**DATA FOR THIS EXERCISE:**
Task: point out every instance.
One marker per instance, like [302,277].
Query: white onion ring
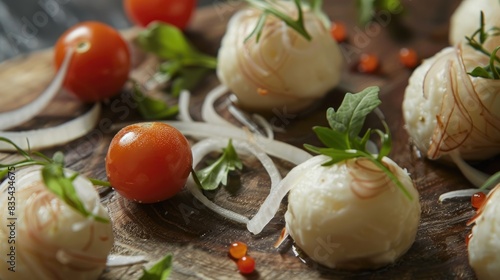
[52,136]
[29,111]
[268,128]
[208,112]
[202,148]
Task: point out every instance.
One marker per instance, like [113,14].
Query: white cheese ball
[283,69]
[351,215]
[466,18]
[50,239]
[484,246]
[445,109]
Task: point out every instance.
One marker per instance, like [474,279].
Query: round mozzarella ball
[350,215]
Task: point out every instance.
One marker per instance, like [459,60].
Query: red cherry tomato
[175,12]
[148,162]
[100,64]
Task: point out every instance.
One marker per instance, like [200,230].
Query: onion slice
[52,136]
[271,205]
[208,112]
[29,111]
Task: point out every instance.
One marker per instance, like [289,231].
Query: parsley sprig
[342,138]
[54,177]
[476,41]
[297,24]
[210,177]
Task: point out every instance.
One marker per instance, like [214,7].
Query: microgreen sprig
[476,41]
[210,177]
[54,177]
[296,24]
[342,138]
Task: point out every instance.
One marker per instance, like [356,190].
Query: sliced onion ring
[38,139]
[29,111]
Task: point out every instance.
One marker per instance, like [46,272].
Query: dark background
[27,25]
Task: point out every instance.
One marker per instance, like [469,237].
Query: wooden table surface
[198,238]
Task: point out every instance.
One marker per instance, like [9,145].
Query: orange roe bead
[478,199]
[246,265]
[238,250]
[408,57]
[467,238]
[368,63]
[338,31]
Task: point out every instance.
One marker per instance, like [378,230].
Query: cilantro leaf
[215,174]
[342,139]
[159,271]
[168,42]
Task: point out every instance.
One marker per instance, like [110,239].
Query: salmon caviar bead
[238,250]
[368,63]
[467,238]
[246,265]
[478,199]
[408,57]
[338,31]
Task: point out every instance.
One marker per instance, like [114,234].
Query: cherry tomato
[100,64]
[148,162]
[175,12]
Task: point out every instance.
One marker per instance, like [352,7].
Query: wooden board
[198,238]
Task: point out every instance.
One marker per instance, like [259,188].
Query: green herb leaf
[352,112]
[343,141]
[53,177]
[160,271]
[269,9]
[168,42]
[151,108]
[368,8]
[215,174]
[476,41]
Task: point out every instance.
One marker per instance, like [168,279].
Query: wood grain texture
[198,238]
...
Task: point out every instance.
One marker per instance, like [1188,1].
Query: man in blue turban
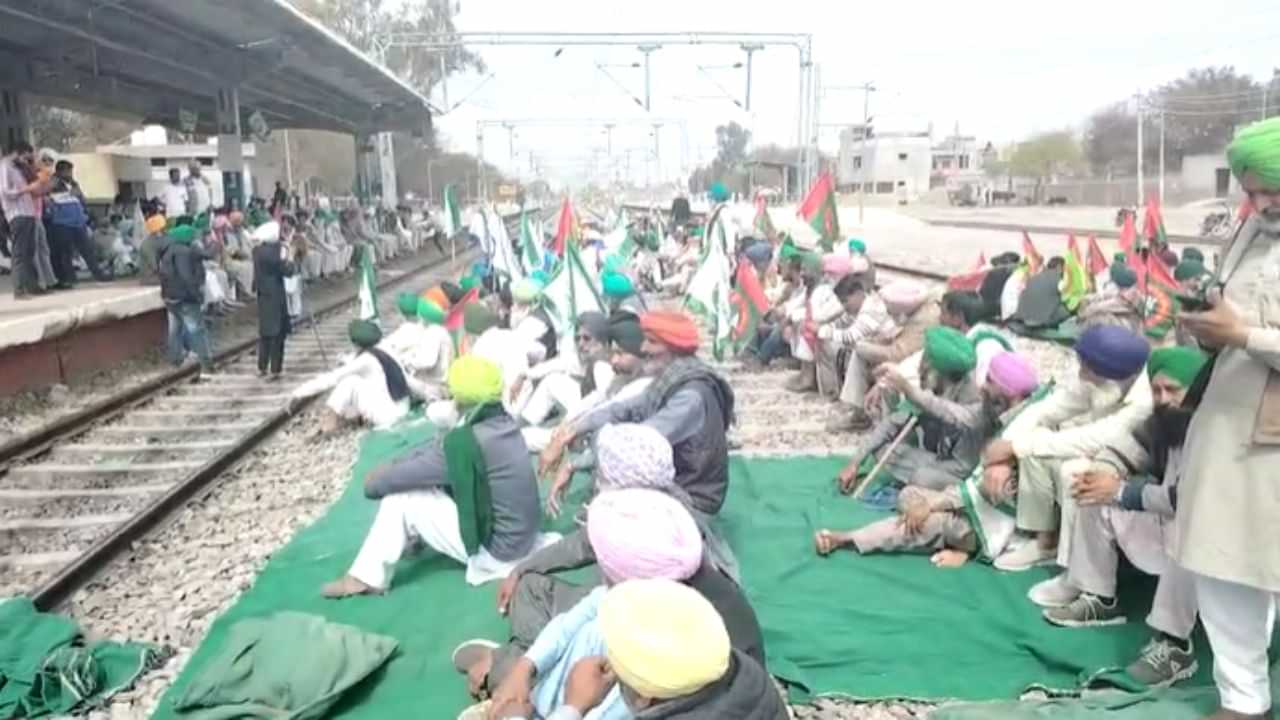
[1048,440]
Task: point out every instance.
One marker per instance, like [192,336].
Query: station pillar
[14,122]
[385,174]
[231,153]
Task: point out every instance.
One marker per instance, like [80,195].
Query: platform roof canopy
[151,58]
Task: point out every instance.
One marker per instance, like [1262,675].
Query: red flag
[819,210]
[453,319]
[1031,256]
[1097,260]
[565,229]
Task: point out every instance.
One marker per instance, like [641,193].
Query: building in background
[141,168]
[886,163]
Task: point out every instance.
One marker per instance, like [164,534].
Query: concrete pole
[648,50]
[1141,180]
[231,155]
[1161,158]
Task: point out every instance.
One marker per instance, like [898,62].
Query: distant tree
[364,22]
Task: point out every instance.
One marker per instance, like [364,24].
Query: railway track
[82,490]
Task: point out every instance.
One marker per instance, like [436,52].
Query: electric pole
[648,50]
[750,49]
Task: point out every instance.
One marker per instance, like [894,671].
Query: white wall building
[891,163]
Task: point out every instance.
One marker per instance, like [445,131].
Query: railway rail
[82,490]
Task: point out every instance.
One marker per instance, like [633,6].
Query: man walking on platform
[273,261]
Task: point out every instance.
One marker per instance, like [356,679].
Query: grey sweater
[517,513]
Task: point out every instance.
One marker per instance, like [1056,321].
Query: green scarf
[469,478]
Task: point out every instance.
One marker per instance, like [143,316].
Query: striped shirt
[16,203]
--
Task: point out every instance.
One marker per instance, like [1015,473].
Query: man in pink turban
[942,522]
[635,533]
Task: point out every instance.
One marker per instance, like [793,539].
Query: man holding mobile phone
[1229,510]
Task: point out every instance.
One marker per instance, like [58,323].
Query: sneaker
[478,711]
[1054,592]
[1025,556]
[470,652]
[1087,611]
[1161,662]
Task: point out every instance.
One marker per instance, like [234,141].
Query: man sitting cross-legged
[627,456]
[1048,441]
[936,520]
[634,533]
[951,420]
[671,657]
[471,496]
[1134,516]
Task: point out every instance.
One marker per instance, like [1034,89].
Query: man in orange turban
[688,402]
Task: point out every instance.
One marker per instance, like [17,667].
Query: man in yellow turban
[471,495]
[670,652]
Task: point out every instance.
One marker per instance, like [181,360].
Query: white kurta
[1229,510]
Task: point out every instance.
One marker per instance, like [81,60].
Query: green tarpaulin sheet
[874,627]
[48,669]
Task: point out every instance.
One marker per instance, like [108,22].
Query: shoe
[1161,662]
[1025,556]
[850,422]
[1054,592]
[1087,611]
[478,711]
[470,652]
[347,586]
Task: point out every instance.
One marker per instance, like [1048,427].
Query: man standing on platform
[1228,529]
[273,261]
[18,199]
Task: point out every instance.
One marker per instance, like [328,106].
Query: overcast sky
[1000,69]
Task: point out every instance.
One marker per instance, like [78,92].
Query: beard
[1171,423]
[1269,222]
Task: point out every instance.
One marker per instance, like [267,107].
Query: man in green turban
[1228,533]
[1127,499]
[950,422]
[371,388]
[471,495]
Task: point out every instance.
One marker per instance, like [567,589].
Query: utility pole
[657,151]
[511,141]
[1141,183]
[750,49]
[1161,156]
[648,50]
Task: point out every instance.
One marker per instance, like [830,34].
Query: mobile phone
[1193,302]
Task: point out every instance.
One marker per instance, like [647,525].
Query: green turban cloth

**TO DO:** Find every line in the entries above that contains the word "leaf" and copy each of those lines. Case matters.

**TASK RESPONSE:**
Query: cilantro leaf
Query: green herb leaf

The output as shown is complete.